DOCUMENT EXTRACT:
Start
Sunday, April 15, 2007

The social media revolution? Campaigning online

Labour's hierarchy appear to be falling over themselves to have a social media presence. We find an 'independent' site campaigning for http://www.myspace.com/hazel4deputy while Peter Hain's http://www.myspace.com/peter_hain is openly his own. The BBC claims others such as Hilary Benn, Alan Johnson and Harriet Harman also have a profile but they appear to be hard to find. Facebook is also being utilised, but you have to register to find 'friends' and quite frankly I couldn't be bothered.
Social Media consultant Lee Odden talks of a holistic approach to marketing and that online communication should be part of a coordinated strategy. Is this the case, well perhaps. While there are a number of politicians that have successfully embraced the online environment as a form of communication, it seems that Webcameron has created a bandwagon where everyone thinking of campaigning is heading to their PCs first and trying to 'engage'. Will it work, who knows. The general argument (or criticism) is where is the pull factor? But Hazel Blears seems to be attracting a small group of supporters, could this be the beginning of a new stage in the professionalisation of political communication. That rather than being just in the local press, the national media, a serious MP needs to have a not just a website or a public email address but also a Wikipedia entry, a Facebook and Myspace profile, Podcasts on Youtube, a blog and whatever the next stage will be as well? Are we witnessing the birth of political communication via social media?
End
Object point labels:
Start
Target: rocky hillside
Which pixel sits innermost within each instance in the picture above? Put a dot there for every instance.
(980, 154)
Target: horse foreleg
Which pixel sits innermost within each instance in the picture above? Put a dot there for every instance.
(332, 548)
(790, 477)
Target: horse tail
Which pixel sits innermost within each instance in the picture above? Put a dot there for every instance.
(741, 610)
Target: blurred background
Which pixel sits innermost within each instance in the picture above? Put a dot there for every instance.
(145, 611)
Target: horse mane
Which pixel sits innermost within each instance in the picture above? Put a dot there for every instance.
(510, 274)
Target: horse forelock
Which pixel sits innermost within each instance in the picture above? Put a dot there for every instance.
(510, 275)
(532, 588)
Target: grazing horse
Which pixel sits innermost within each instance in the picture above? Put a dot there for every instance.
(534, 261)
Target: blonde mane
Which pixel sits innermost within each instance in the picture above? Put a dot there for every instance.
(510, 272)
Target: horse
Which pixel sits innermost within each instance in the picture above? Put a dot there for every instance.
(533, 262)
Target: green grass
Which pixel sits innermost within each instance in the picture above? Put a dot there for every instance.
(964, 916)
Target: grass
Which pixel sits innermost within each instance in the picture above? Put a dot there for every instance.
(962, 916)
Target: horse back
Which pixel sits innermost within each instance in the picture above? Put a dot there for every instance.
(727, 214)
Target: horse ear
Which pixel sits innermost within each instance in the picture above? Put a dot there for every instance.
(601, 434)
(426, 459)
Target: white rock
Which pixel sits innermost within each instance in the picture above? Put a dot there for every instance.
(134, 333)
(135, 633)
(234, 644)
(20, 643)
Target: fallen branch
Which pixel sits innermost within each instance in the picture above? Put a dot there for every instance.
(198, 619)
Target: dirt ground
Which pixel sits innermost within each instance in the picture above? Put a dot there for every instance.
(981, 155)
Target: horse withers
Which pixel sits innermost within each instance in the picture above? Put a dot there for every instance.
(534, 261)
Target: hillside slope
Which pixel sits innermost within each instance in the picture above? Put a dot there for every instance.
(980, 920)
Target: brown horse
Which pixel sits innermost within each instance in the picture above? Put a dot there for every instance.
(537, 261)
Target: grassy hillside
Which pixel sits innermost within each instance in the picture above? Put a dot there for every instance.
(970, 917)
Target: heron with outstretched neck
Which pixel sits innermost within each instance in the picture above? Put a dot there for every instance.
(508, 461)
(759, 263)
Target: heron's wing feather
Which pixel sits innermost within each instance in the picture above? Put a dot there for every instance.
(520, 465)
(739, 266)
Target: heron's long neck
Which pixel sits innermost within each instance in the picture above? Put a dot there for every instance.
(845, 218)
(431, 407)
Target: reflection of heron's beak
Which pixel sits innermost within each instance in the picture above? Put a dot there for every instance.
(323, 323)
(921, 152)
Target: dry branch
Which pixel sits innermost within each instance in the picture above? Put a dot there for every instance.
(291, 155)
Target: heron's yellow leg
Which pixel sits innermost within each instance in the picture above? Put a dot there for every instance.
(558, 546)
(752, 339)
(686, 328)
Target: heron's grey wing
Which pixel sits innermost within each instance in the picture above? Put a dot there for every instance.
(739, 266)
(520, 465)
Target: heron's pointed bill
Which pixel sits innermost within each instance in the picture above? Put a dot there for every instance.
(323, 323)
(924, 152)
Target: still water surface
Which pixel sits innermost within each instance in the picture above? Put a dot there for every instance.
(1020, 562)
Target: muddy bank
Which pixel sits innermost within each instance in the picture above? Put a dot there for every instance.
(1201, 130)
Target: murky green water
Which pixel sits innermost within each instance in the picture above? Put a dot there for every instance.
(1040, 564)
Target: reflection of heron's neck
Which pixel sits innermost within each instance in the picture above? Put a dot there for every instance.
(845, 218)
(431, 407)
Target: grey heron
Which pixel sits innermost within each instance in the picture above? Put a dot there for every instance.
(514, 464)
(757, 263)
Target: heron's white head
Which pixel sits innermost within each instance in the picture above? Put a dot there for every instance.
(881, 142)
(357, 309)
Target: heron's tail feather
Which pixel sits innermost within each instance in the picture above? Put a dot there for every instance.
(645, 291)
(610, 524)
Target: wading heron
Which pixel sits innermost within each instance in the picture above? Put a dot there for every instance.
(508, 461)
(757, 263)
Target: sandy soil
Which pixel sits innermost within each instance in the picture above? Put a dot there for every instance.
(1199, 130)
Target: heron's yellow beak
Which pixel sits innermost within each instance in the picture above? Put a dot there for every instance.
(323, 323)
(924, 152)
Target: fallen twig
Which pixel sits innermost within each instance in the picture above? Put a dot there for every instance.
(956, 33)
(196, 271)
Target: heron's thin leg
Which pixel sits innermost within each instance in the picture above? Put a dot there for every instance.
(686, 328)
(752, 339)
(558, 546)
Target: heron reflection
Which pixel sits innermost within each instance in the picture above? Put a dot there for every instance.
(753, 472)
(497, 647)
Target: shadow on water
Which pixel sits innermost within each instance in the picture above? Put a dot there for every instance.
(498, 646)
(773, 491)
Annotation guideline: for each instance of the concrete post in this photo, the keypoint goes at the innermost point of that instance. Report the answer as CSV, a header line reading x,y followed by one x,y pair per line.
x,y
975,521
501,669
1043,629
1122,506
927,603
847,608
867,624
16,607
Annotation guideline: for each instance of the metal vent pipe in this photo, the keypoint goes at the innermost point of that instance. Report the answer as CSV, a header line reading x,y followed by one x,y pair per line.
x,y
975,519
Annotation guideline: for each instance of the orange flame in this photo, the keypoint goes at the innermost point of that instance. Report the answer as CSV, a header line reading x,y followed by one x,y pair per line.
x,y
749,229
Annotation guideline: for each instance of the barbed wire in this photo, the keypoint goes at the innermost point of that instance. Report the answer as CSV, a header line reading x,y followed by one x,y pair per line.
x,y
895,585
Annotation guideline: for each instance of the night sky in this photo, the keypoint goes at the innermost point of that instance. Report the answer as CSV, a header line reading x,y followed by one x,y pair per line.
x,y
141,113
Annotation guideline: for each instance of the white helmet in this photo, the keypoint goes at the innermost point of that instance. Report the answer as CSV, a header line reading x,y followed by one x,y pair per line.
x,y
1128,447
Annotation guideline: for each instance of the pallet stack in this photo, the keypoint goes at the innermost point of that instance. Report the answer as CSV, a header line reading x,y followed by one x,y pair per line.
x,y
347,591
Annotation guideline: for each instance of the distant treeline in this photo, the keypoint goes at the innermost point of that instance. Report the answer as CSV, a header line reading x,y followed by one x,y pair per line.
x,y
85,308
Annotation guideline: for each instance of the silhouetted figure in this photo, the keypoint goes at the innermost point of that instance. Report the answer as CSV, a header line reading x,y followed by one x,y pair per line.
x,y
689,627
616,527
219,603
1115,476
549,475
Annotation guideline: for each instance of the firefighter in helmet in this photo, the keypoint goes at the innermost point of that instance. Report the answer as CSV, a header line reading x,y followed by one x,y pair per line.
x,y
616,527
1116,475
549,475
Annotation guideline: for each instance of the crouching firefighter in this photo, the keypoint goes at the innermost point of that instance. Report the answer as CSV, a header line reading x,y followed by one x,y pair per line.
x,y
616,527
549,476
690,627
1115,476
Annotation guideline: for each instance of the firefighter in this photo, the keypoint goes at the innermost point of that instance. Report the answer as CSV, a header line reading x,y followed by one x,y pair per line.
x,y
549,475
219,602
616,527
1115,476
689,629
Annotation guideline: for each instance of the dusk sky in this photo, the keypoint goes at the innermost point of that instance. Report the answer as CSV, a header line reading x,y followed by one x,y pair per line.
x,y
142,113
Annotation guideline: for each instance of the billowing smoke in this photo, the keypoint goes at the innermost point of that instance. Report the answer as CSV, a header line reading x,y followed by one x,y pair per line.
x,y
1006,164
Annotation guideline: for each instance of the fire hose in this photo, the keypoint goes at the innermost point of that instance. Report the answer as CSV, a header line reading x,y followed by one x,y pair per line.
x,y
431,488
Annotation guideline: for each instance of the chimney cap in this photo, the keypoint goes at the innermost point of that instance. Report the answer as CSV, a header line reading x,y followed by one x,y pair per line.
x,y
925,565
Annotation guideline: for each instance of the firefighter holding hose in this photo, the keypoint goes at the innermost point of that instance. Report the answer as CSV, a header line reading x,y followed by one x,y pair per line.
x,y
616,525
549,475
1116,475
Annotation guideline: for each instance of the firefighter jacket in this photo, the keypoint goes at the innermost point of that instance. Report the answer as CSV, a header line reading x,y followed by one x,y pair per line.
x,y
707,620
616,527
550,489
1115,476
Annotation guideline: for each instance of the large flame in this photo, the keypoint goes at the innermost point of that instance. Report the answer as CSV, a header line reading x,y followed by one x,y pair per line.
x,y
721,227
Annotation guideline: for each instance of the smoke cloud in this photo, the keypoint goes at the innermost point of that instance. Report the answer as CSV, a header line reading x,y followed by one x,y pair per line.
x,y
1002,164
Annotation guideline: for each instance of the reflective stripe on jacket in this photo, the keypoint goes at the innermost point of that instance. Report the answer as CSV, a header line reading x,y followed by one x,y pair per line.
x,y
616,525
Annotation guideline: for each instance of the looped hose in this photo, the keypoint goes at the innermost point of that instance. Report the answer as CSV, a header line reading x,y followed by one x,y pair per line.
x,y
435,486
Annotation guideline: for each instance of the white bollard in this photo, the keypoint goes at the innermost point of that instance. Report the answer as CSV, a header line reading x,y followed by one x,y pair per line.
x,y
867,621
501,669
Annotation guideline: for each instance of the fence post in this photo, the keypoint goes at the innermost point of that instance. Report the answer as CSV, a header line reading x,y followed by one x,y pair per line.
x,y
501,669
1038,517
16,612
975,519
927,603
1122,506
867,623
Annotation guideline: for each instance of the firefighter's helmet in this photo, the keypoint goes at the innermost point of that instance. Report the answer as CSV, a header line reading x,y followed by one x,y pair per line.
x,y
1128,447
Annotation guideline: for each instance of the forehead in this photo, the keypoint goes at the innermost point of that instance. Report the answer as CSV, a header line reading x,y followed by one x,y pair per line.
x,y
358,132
End
WHAT TO WORK ON:
• a. Answer these questions from the blog post on online campaigning:
(i) Which site requires registration before one can find 'friends'?
(ii) Which social media consultant is named?
(iii) Which three politicians does the BBC claim also have a profile?
• b. Reproduce the passage of the blog post on online campaigning starting at "Labour's hierarchy appear" and ending at "couldn't be bothered.".
These rows are separate material with no connection to the blog post.

RESPONSES IN ORDER:
• a.
(i) Facebook
(ii) Lee Odden
(iii) Hilary Benn, Alan Johnson and Harriet Harman

• b.
Labour's hierarchy appear to be falling over themselves to have a social media presence. We find an 'independent' site campaigning for http://www.myspace.com/hazel4deputy while Peter Hain's http://www.myspace.com/peter_hain is openly his own. The BBC claims others such as Hilary Benn, Alan Johnson and Harriet Harman also have a profile but they appear to be hard to find. Facebook is also being utilised, but you have to register to find 'friends' and quite frankly I couldn't be bothered.